▶ **Work required**
The answer should consist of all the entries, repeated word for word.

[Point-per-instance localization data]
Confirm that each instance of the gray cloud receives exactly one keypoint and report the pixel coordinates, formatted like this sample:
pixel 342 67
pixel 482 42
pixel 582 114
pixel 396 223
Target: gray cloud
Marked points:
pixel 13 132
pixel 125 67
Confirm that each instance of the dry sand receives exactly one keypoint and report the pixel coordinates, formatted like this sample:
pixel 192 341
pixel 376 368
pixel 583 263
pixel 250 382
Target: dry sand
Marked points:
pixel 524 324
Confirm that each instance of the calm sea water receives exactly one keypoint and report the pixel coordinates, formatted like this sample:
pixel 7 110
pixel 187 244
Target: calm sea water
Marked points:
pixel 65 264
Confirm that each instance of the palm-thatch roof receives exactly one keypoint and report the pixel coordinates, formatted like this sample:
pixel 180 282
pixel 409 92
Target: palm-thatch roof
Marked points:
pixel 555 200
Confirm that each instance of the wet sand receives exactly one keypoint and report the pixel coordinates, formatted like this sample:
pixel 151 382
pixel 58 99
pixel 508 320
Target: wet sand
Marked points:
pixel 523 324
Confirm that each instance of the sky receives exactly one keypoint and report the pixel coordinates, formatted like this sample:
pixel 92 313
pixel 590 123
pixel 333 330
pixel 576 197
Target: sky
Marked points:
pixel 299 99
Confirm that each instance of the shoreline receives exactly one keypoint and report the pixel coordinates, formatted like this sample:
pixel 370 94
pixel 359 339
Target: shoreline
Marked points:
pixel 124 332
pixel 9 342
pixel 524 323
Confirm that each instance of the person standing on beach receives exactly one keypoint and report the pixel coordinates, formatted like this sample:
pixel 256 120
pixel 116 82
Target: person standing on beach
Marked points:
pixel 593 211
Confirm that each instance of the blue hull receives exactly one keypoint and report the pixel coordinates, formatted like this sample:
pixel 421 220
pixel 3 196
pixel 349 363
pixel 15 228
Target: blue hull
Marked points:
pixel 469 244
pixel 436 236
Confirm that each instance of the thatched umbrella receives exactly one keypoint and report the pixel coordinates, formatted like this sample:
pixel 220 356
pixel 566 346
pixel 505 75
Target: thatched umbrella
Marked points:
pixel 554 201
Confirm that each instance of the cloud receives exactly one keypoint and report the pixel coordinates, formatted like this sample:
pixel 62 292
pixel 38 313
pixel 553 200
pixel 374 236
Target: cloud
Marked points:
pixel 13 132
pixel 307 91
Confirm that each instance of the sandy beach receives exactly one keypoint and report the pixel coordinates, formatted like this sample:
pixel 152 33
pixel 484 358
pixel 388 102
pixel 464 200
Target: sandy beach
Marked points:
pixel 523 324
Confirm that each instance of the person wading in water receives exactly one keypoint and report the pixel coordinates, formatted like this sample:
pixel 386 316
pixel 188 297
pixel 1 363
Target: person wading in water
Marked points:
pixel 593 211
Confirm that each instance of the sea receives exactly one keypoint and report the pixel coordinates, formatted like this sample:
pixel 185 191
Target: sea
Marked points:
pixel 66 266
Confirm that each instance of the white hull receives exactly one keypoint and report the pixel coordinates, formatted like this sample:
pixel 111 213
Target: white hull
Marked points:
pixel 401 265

▶ **Exercise output**
Confirm that each instance of the gray cloud receives exactly one keypoint and report the pixel coordinates, formatted like this sample:
pixel 342 67
pixel 482 42
pixel 582 114
pixel 396 223
Target: gray cloud
Marked points:
pixel 13 132
pixel 125 67
Confirm that each instance of the dry sand receives exactly one keypoint and report the pixel coordinates, formatted like this sample:
pixel 192 341
pixel 376 368
pixel 583 263
pixel 250 382
Target: dry sand
Marked points:
pixel 524 324
Confirm that each instance of the calm sea water receives exactly one keypoint and report the pixel coordinates, formatted like this sample:
pixel 7 110
pixel 187 244
Target: calm sea water
Marked points:
pixel 65 264
Confirm that each instance of the palm-thatch roof receives exactly one keypoint and report the pixel coordinates, formatted like this sample:
pixel 180 282
pixel 409 92
Target: palm-thatch roof
Marked points:
pixel 555 200
Confirm that each instance of the wet sand receives exactly one keypoint and report the pixel coordinates, formatted like this sample:
pixel 151 382
pixel 58 99
pixel 508 320
Target: wet sand
Marked points:
pixel 523 324
Confirm that each instance of the sky receives exactly one keypoint and report the pixel coordinates, formatted like this sample:
pixel 92 313
pixel 590 123
pixel 333 330
pixel 576 197
Target: sky
Marked points:
pixel 299 99
Confirm that each instance of the shoreline receives exactly one keypoint and report the pixel coordinates, formatted like this sample:
pixel 370 94
pixel 359 339
Target: shoreline
Marked points:
pixel 124 332
pixel 9 342
pixel 524 323
Confirm that each instance of the person standing on beach receives exactly one keypoint and report the pixel coordinates, formatted like this sample:
pixel 256 120
pixel 116 82
Target: person standing on beach
Marked points:
pixel 593 211
Confirm that each instance of the blue hull receives exactly one keypoint and report the pixel coordinates, formatted like this sample:
pixel 421 220
pixel 3 196
pixel 349 363
pixel 15 228
Target: blue hull
Marked points:
pixel 469 244
pixel 436 236
Confirm that each instance of the thatched umbrella receives exactly one keypoint and report the pixel coordinates, formatted like this sample:
pixel 220 356
pixel 566 346
pixel 505 75
Target: thatched umbrella
Marked points:
pixel 554 201
Confirm that each instance of the cloud receives exactly one keypoint and report the pixel coordinates, formatted like this sample:
pixel 62 292
pixel 38 313
pixel 553 200
pixel 374 236
Target: cloud
Marked points:
pixel 13 132
pixel 307 91
Confirm that each instance of the sandy beach receives exactly one keypoint and report the pixel coordinates, formatted like this sample:
pixel 152 33
pixel 484 358
pixel 388 102
pixel 464 200
Target: sandy beach
Marked points:
pixel 523 324
Confirm that each instance of the person wading in water receives exactly one keypoint and report the pixel coordinates, formatted like this sample:
pixel 386 316
pixel 188 297
pixel 1 363
Target: person wading in water
Marked points:
pixel 593 211
Confirm that each instance of the sea receives exactly one keypoint and report the pixel coordinates, formatted like this sample:
pixel 185 191
Target: sea
Marked points:
pixel 66 266
Confirm that each instance of the white hull receives exactly one keypoint and report the pixel coordinates, formatted like this sample:
pixel 111 213
Target: white hull
Marked points:
pixel 401 265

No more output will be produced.